JOB —
Will you quote only the lines starting at the one that contains "Target = helmet chin strap" and ending with the last line of the listing below, inclusive?
========
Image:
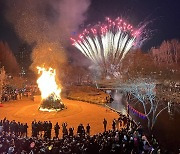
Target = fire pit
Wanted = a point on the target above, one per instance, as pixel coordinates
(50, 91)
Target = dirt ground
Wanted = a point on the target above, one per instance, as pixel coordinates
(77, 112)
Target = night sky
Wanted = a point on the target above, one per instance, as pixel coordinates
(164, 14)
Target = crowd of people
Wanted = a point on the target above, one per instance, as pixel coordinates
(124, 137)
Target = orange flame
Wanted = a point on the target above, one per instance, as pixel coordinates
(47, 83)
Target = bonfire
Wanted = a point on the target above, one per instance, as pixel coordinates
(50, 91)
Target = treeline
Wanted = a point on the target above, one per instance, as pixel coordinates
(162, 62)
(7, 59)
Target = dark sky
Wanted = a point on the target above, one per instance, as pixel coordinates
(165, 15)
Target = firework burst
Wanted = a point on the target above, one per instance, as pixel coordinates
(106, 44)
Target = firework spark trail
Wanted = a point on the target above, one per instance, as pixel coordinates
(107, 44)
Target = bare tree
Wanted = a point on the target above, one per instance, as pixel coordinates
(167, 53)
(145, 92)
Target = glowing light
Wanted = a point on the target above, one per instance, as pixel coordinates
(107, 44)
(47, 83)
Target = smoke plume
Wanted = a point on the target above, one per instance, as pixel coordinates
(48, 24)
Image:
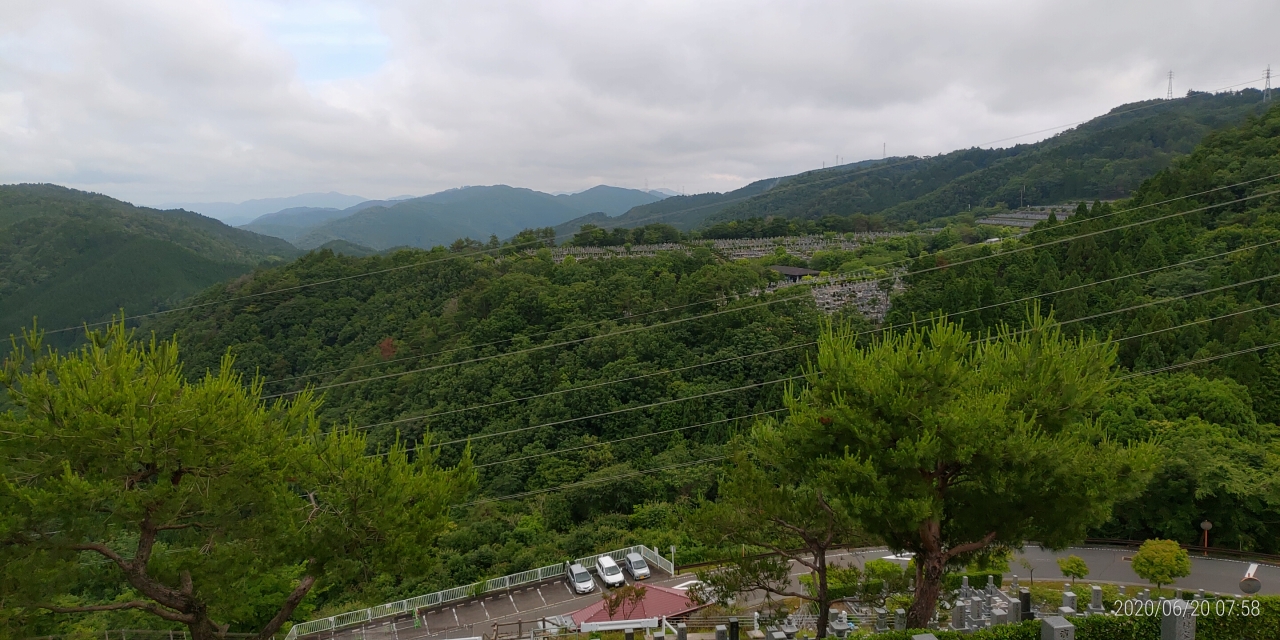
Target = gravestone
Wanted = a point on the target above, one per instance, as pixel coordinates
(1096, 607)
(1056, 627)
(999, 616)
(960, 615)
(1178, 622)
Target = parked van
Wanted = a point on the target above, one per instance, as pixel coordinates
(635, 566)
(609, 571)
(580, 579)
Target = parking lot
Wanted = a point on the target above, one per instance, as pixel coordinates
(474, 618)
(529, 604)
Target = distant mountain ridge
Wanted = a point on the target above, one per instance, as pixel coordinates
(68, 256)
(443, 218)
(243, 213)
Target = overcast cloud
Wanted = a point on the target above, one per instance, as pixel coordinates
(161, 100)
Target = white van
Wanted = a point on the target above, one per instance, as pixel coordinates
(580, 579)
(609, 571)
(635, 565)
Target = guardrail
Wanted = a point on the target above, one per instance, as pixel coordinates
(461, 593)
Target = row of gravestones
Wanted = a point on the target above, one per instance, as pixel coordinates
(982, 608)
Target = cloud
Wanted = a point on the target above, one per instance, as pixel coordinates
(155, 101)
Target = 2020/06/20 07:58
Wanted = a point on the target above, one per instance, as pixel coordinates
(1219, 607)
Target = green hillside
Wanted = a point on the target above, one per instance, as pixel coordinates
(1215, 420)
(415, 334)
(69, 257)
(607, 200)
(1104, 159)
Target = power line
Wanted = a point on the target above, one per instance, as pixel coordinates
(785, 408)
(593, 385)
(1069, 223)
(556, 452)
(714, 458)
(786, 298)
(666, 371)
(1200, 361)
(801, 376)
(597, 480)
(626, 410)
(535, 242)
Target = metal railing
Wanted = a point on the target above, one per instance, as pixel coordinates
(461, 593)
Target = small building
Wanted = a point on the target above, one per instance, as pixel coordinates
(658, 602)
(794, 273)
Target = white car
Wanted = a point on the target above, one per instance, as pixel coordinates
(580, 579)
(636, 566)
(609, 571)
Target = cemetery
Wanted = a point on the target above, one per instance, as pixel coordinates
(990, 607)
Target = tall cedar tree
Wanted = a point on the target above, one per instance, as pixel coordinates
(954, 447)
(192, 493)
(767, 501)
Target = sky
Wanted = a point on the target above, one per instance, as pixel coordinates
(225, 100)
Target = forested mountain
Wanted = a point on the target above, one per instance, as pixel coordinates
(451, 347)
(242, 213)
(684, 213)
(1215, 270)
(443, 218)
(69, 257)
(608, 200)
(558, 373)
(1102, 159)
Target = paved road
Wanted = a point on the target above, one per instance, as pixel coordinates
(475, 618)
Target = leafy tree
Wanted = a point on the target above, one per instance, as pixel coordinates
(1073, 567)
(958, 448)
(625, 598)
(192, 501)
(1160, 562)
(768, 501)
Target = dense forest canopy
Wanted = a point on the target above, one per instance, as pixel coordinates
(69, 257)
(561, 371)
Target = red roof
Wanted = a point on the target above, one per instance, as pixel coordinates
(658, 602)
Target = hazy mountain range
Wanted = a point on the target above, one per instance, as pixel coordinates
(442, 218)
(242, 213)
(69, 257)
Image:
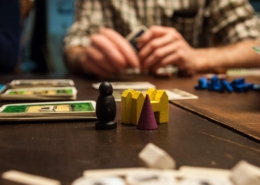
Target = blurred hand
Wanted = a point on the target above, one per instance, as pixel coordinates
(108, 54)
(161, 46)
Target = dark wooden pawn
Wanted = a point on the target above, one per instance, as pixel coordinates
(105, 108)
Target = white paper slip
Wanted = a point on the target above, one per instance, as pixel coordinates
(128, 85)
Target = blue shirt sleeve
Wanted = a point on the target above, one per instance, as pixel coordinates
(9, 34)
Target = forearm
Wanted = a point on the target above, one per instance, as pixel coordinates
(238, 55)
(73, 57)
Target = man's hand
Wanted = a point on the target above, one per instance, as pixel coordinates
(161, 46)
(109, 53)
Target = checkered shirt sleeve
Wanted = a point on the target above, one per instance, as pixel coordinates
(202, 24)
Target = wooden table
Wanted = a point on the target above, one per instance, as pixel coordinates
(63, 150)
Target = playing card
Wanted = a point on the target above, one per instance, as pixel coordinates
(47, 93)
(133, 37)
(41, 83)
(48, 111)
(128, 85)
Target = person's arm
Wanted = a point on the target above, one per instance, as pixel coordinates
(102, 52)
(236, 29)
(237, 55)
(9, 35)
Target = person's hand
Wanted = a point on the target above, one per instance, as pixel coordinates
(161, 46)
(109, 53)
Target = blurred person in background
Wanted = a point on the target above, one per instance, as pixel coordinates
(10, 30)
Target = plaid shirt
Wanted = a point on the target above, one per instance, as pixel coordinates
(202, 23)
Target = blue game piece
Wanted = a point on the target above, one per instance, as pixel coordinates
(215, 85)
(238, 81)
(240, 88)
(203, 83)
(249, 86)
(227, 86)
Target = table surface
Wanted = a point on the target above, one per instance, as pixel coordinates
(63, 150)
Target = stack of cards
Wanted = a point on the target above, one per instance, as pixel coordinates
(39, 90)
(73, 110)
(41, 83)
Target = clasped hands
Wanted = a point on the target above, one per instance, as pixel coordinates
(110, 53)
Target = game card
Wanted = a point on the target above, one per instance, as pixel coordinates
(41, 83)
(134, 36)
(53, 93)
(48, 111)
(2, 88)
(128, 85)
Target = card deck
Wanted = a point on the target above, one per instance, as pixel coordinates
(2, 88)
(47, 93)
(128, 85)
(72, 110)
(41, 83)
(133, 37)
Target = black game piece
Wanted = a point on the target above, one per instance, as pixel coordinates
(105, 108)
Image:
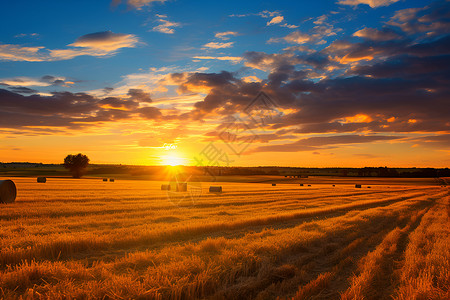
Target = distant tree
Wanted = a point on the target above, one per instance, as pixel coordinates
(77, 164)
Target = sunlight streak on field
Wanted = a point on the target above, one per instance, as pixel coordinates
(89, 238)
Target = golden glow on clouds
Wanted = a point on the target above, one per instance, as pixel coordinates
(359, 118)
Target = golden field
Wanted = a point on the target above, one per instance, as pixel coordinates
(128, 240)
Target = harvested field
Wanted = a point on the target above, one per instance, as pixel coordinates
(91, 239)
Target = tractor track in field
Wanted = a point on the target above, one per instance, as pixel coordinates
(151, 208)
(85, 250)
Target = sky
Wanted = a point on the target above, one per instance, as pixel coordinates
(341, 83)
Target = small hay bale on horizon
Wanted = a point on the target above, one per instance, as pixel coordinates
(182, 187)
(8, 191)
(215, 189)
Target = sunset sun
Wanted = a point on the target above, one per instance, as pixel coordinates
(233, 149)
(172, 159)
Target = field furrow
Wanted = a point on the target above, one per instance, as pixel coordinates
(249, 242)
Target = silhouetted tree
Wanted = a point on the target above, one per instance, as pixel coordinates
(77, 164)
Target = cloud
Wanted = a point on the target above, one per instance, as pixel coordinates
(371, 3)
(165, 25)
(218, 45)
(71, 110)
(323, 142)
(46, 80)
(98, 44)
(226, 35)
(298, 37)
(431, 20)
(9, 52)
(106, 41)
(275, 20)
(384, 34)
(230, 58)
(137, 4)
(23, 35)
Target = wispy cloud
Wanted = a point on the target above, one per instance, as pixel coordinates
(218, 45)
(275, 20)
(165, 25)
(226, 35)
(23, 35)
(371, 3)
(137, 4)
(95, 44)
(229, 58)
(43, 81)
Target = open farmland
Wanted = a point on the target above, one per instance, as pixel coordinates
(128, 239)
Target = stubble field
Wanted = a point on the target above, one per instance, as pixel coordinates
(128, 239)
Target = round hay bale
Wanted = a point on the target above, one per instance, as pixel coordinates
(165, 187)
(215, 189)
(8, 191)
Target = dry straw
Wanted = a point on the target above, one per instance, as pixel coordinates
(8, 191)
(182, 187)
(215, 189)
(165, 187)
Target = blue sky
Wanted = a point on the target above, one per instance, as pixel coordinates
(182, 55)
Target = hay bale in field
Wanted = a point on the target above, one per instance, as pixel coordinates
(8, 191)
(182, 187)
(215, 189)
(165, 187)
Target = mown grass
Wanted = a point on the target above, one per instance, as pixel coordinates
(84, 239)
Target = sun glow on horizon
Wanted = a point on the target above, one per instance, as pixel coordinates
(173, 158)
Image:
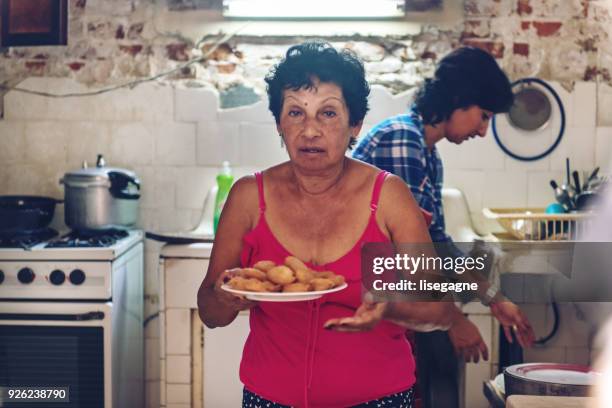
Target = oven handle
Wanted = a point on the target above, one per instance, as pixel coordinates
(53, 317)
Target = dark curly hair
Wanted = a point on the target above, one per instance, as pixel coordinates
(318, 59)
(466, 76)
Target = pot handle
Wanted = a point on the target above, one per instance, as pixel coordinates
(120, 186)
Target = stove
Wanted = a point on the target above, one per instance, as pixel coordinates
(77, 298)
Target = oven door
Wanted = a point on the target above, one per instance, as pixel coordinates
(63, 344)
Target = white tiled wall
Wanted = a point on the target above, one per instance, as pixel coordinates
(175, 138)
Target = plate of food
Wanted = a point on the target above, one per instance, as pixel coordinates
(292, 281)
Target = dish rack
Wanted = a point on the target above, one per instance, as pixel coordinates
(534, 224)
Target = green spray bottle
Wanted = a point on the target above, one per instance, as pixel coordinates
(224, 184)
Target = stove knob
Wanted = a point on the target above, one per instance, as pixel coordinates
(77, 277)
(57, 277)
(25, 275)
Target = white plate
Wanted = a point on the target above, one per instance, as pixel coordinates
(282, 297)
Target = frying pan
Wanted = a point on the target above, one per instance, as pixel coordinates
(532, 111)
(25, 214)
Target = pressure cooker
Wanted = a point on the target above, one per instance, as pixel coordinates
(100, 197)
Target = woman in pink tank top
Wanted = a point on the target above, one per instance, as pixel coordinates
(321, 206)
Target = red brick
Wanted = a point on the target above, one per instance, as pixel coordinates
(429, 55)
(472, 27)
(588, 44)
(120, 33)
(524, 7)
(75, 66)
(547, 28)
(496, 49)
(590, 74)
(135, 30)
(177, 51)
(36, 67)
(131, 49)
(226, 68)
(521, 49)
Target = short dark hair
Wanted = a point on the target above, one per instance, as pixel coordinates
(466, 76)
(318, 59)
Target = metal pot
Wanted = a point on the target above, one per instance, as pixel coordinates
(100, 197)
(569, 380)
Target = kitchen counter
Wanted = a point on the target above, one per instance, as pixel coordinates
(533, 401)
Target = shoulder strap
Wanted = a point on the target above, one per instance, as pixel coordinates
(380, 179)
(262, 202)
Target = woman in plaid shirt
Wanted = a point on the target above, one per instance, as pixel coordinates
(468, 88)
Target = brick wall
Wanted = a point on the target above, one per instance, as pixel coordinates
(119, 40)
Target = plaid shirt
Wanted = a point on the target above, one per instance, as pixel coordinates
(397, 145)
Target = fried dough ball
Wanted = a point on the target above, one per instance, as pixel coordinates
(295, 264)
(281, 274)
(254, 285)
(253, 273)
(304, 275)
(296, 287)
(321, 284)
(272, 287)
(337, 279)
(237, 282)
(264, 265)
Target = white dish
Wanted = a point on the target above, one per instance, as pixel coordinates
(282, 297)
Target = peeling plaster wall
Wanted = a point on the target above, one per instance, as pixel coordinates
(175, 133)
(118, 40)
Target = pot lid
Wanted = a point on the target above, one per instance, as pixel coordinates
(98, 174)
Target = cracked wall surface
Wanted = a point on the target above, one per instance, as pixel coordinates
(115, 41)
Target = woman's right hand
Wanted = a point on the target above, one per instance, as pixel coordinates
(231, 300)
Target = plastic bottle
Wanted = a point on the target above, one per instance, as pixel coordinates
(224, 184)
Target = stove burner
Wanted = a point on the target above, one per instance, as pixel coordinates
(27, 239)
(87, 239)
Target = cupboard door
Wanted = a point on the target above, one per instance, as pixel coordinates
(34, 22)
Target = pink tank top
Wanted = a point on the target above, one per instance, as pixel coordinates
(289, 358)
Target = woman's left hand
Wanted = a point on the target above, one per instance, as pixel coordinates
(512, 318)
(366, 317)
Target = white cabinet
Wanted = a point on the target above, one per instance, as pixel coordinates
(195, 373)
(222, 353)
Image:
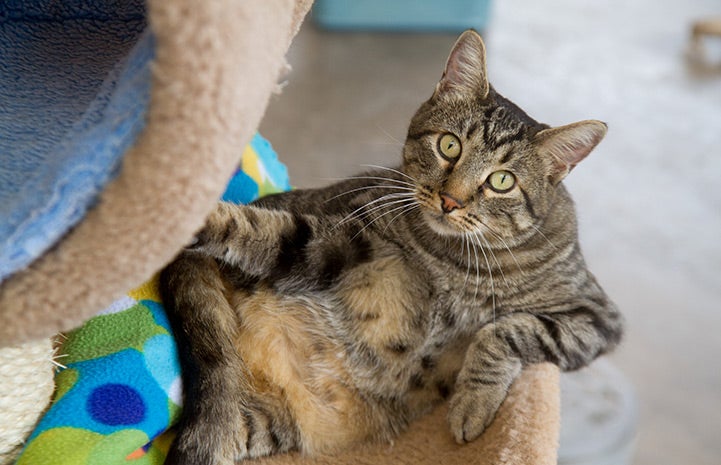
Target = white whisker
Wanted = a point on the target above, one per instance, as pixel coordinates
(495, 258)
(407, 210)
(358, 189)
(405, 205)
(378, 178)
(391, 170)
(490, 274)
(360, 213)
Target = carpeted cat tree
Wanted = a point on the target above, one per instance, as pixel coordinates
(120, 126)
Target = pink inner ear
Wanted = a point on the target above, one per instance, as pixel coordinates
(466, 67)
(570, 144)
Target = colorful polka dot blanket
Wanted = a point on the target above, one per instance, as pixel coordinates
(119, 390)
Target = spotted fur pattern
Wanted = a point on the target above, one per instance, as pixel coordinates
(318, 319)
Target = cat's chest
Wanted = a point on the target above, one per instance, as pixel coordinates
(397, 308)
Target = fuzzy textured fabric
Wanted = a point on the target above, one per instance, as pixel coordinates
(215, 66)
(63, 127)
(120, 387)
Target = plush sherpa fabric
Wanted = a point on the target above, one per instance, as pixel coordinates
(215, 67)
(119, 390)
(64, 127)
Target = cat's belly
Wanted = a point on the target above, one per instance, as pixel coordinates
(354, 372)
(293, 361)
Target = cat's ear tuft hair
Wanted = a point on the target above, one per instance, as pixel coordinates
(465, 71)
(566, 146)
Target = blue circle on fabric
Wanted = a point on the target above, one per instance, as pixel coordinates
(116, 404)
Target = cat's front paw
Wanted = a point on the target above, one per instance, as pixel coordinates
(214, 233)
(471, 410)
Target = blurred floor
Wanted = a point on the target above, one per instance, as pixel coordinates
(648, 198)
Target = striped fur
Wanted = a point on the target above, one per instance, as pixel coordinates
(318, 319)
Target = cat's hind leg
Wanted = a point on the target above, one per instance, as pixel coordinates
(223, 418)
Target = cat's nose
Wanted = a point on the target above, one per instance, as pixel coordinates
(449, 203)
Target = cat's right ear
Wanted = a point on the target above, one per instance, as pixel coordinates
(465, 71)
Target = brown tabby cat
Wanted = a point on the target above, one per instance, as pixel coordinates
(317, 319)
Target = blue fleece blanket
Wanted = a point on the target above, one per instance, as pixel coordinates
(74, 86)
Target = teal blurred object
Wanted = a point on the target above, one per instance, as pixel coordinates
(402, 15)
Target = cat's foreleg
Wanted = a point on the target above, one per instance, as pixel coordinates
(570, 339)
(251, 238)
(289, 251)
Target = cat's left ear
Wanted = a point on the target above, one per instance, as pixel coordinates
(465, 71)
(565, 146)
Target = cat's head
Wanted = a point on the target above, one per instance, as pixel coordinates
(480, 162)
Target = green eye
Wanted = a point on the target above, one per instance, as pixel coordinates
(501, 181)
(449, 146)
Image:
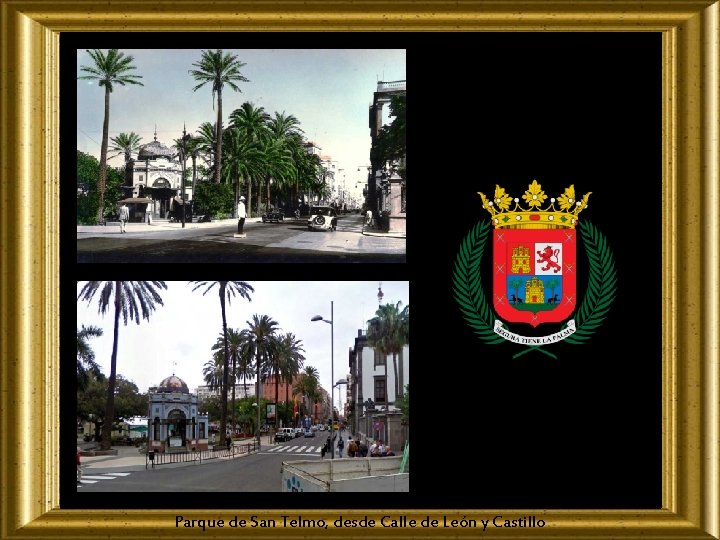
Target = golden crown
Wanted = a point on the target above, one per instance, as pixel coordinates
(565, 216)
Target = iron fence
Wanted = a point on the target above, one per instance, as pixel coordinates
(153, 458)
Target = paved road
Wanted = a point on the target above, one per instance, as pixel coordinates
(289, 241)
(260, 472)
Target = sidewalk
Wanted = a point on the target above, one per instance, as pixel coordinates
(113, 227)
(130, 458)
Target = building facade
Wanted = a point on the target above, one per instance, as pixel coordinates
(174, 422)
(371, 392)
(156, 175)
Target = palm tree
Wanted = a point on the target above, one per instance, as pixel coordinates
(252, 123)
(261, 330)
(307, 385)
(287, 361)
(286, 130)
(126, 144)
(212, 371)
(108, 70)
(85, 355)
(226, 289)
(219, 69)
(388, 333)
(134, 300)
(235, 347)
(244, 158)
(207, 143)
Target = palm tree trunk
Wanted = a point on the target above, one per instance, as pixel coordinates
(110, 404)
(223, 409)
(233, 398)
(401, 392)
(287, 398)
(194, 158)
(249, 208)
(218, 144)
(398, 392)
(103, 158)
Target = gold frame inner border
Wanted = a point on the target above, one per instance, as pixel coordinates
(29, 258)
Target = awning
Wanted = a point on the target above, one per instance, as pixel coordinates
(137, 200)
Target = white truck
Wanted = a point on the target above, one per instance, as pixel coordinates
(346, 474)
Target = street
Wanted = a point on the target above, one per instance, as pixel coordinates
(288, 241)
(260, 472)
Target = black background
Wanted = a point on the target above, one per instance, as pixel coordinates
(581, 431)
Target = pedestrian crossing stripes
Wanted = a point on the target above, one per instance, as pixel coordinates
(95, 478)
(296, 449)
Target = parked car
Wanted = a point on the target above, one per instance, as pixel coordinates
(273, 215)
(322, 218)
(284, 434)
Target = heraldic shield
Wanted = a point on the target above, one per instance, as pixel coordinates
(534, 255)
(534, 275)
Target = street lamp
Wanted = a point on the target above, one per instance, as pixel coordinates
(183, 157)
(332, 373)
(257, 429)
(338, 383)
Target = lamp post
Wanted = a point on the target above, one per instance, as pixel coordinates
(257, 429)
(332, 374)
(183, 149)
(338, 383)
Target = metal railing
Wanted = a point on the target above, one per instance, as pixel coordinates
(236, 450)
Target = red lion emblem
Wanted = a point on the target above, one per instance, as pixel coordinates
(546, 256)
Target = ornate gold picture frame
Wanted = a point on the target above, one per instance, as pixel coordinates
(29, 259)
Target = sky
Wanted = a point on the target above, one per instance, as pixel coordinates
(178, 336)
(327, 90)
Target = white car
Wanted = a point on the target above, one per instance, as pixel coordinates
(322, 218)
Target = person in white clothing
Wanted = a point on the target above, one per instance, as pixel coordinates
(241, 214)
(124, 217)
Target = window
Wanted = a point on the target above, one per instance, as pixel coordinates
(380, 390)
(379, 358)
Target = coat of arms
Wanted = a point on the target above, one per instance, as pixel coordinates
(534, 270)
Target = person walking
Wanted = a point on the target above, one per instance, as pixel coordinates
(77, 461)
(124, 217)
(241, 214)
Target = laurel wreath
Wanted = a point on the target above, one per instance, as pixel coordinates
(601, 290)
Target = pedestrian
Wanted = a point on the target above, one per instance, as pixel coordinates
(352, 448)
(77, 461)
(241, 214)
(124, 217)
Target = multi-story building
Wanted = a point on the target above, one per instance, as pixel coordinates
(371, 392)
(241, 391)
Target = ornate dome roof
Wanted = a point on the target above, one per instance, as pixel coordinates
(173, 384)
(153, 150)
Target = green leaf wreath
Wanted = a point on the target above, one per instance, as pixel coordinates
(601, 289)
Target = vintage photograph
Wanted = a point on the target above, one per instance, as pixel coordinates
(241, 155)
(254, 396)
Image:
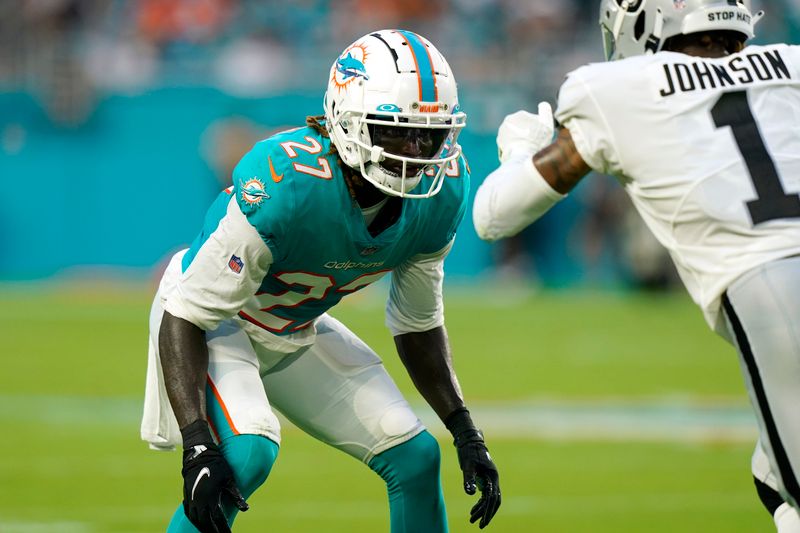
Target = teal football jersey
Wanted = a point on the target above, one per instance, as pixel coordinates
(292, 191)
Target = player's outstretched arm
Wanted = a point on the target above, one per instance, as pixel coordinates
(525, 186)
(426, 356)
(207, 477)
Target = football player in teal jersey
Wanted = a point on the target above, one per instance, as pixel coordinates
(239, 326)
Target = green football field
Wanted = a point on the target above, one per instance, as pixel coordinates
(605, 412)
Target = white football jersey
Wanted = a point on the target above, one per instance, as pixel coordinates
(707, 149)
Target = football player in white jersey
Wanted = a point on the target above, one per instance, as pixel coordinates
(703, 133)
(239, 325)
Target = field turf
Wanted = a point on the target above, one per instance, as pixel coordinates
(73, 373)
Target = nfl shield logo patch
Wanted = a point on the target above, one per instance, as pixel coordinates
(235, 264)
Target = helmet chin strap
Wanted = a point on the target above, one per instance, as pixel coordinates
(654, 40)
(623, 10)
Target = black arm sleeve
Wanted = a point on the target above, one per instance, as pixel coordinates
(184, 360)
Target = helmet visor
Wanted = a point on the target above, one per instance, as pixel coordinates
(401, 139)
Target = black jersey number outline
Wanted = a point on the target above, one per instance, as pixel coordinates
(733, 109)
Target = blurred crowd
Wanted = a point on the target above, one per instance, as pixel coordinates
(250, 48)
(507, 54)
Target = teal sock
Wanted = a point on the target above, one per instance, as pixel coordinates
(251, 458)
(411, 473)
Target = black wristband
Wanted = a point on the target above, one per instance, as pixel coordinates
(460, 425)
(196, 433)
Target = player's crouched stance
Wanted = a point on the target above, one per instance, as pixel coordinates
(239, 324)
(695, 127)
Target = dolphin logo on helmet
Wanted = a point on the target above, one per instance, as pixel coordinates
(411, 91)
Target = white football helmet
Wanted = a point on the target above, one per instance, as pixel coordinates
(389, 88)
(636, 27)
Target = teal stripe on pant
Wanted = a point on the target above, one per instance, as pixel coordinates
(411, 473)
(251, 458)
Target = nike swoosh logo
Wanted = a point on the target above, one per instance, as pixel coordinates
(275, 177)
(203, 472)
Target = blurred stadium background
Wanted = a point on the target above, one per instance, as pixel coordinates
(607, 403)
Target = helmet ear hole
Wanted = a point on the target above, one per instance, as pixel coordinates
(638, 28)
========
WRITTEN SOLUTION —
Target = helmet chin strap
Wanted = a point on the target above, one per instance, as pixel coordinates
(654, 40)
(623, 10)
Target = black arm sleeve
Wanted = a point on the target above, one per instance, as pixel coordinates
(184, 360)
Target = helmet visor
Wanted = a point on the target above, one per instance, as pixel coordinates
(401, 139)
Target = black jersey number outline
Wanted = a point on the target above, one per instance, as pixel coordinates
(733, 109)
Target = blurred crowd
Wanted = a point on the target above, one per instance, as pixel coordinates
(250, 48)
(507, 54)
Target = teal sock
Wanted = a point on the target above, one per instance, as pixel coordinates
(251, 458)
(411, 473)
Target = black wristband
Wanted = a point on the target above, one per instance, as pixel coordinates
(460, 425)
(196, 433)
Target = player's crouched stance
Wanted = a point on the target above, one per instance, as pixel coordinates
(239, 324)
(695, 127)
Target = dolphin logo on helmet
Wanted = a point on the target above, one per instance, as pixel coordinates
(411, 91)
Target = white football helmet
Wanted = a point on the target above, one per instance, as pixel coordinates
(389, 88)
(636, 27)
Target = teal stripe on pant
Wanted = a point on the target above, one per instance, as pixel coordinates
(411, 473)
(251, 458)
Target = nike swoosh logo
Wanted = a point on the target above, one per instance, as pixel coordinates
(275, 177)
(203, 472)
Target = blurred stadium background
Wanted = a point on the target above, one per instance, as pixel coordinates
(607, 403)
Target = helmet ear hole
Wanted = a point on the target above, one per instance, as pixel coordinates
(638, 28)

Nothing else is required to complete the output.